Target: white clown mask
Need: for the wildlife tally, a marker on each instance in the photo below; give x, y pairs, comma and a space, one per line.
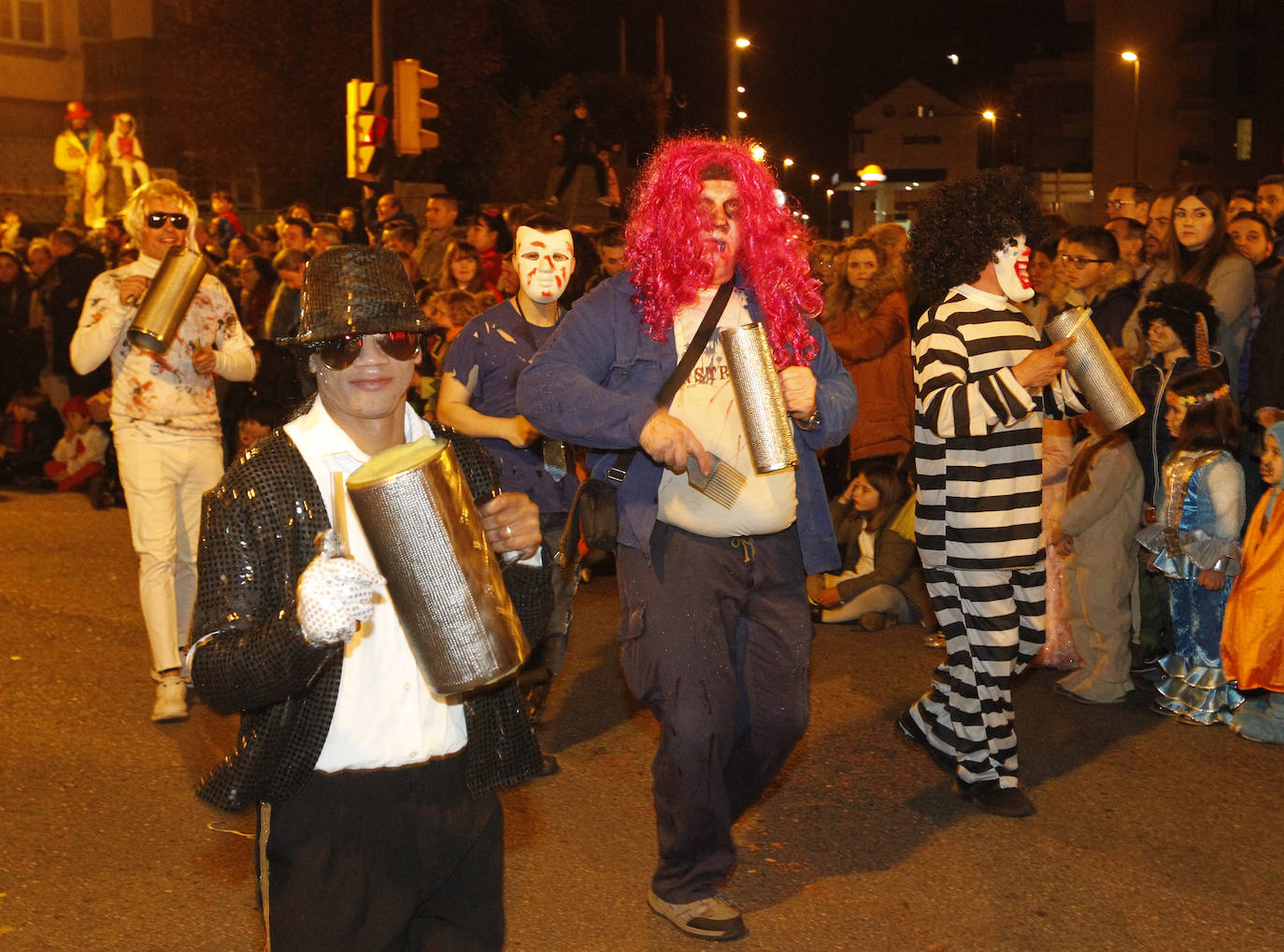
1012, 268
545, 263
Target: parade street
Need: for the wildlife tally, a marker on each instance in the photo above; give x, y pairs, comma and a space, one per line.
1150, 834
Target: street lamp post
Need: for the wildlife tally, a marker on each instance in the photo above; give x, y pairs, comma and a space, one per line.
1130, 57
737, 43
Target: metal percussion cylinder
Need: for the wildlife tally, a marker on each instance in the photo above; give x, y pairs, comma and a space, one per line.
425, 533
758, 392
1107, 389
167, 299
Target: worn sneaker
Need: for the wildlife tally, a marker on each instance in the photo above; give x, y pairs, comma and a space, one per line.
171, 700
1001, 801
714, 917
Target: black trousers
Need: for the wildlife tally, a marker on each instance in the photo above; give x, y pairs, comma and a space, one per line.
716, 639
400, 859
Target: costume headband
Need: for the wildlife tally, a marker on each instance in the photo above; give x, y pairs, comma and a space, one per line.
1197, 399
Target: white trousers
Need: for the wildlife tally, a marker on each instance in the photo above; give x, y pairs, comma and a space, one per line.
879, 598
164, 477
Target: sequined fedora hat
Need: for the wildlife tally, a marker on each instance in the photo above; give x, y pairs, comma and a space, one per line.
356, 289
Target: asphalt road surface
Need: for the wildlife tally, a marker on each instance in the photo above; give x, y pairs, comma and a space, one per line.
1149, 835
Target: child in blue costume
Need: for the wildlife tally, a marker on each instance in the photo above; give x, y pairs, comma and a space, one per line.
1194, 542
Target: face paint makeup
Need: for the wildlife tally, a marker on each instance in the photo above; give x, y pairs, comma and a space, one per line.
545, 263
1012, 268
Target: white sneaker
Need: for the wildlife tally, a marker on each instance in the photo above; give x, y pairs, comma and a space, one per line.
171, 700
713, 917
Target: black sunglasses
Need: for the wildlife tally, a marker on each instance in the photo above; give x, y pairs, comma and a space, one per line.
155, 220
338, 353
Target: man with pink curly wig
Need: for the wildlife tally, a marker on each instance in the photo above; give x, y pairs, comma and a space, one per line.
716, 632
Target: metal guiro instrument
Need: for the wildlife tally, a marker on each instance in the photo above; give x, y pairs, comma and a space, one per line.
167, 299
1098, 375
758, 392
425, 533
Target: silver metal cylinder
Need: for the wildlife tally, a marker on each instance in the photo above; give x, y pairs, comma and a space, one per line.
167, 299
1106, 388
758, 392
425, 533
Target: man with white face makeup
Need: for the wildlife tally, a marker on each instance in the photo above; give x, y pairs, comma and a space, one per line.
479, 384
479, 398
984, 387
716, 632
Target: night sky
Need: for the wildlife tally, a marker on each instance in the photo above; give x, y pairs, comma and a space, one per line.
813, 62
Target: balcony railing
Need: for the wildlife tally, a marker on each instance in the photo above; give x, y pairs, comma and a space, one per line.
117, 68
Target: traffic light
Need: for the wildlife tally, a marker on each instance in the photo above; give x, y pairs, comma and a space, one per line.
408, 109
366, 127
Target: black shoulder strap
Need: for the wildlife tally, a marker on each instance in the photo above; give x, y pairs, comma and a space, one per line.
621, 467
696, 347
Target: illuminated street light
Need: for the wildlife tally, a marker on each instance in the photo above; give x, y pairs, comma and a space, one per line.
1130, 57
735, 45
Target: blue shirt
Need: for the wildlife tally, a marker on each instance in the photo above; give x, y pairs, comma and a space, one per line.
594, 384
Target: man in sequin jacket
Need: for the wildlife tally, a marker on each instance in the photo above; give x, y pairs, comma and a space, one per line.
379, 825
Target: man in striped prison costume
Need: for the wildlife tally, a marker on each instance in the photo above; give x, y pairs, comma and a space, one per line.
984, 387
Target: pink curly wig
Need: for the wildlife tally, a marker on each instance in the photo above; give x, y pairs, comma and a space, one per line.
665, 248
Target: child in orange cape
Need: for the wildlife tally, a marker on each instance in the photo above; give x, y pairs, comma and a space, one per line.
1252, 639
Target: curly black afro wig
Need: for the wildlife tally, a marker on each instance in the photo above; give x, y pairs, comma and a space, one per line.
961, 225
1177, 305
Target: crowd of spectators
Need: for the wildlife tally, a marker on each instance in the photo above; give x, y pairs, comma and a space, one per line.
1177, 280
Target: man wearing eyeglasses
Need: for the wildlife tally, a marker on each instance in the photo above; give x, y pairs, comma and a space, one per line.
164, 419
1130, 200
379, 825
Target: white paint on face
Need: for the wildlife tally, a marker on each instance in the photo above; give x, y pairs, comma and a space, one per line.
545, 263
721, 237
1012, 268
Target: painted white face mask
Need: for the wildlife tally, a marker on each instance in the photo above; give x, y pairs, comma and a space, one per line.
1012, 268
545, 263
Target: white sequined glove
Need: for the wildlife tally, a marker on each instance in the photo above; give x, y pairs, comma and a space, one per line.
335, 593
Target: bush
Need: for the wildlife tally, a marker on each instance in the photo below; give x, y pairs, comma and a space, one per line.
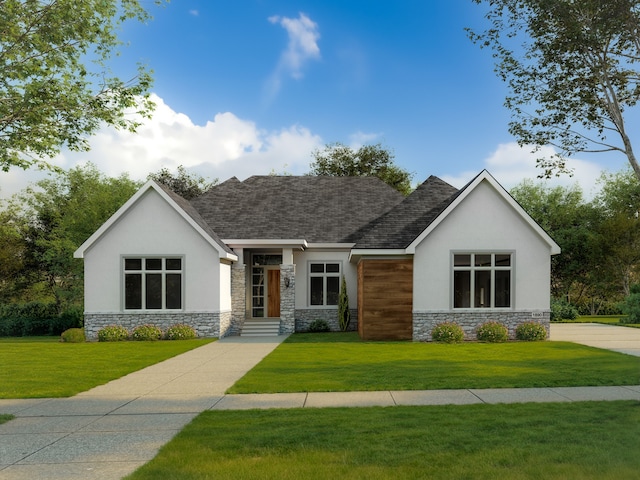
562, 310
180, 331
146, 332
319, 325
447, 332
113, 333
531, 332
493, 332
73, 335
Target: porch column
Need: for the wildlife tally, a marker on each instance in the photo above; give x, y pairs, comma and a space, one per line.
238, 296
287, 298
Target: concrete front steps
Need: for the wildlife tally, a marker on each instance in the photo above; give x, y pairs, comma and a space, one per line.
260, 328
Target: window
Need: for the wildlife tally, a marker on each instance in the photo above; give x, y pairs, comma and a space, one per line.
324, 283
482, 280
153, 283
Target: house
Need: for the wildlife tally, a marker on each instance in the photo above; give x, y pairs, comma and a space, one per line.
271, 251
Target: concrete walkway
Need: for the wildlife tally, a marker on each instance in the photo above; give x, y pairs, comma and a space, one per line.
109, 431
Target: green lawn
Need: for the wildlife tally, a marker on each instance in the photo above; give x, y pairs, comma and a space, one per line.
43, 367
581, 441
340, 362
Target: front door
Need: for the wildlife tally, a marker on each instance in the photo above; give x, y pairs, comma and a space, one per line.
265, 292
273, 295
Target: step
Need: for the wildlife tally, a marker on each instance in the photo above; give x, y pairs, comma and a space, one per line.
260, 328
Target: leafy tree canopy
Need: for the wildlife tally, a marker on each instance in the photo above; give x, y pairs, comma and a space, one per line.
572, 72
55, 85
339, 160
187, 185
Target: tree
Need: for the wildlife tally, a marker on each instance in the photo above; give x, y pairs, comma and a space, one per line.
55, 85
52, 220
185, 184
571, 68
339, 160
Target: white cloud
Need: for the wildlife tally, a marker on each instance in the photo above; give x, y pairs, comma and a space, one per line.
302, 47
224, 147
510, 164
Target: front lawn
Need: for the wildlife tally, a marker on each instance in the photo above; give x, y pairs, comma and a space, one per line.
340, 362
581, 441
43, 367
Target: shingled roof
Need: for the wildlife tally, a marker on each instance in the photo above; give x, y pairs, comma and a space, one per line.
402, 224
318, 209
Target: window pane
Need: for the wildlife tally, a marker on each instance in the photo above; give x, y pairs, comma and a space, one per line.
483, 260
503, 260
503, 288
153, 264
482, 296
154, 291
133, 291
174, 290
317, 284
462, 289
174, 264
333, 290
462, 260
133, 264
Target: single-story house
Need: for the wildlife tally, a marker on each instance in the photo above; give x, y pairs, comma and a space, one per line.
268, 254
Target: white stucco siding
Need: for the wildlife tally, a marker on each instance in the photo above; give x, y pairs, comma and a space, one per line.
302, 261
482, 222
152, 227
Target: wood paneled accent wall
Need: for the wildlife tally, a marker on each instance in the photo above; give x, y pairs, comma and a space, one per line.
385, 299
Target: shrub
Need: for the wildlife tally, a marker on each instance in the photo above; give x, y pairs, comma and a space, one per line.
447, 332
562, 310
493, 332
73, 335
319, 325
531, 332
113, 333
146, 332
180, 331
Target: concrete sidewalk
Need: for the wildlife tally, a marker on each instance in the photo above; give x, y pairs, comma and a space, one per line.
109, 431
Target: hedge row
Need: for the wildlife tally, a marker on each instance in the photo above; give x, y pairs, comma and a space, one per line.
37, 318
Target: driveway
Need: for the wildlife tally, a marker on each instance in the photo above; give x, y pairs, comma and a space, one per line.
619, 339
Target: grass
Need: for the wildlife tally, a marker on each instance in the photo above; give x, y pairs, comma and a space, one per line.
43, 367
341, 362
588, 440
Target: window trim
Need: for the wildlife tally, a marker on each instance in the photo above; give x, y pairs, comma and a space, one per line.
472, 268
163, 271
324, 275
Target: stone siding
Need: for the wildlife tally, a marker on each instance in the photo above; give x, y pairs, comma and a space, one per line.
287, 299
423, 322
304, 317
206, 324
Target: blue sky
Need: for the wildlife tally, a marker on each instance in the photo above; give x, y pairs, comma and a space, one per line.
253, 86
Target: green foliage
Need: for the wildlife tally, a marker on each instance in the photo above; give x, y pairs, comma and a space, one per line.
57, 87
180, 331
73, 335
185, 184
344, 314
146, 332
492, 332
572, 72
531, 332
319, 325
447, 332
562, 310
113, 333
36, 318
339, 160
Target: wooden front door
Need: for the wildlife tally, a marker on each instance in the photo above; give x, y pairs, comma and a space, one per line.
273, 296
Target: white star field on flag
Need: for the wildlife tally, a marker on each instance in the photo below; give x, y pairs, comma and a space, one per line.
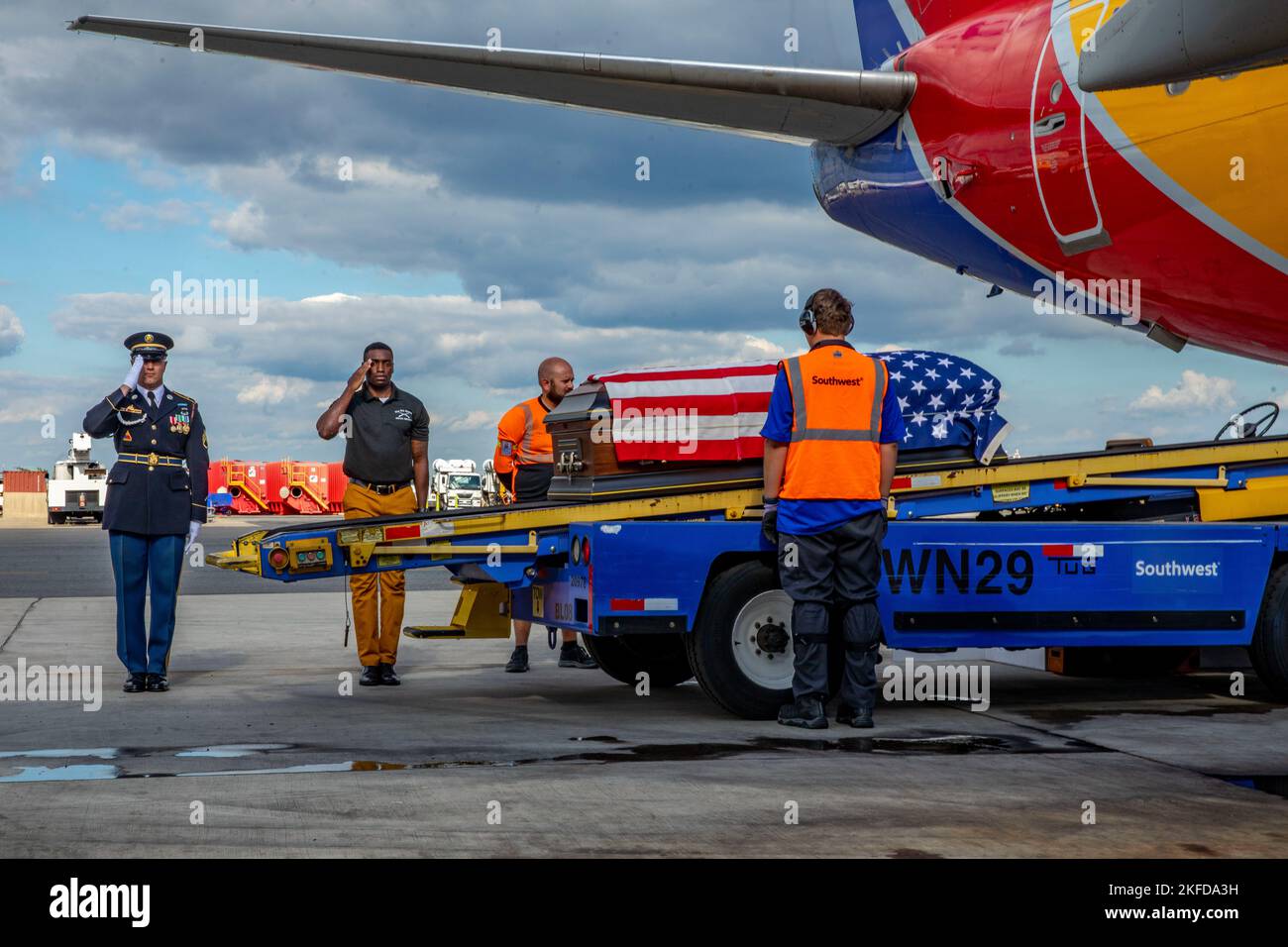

□ □ □ □ □ □ □

### TRY IT
Each line in the listing above from the one containing "Target: concrete sidewalk" through the one containing "Target: grass" should be repeated exactly, and no other line.

### REPLY TO THE TASK
Target: concrete sidewalk
Need: for the wildlife tally, a marker on each instance in the photo above; give x, y pairs, comma and a space, one per line.
109, 431
Target: hedge row
Need: for the wildlife tally, a marker on each instance in the photo above; give x, y pairs, comma and a space, one per line.
37, 318
Target: driveway
Need: for the wildlife tally, a marker on each instance in the photo above; give x, y pairs, comma and a space, one per line.
619, 339
Target: grass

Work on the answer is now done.